*EXERCISE DETAILS*: The output should be all lines of the entries below in which the word "boxes" occurs.

_ _ _

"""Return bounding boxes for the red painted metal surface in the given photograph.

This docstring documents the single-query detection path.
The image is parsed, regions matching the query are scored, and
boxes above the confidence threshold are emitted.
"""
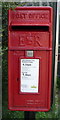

_ _ _

*TASK SOLUTION*:
"""Return bounding boxes for the red painted metal surface in the given photograph.
boxes above the confidence threshold are emitted.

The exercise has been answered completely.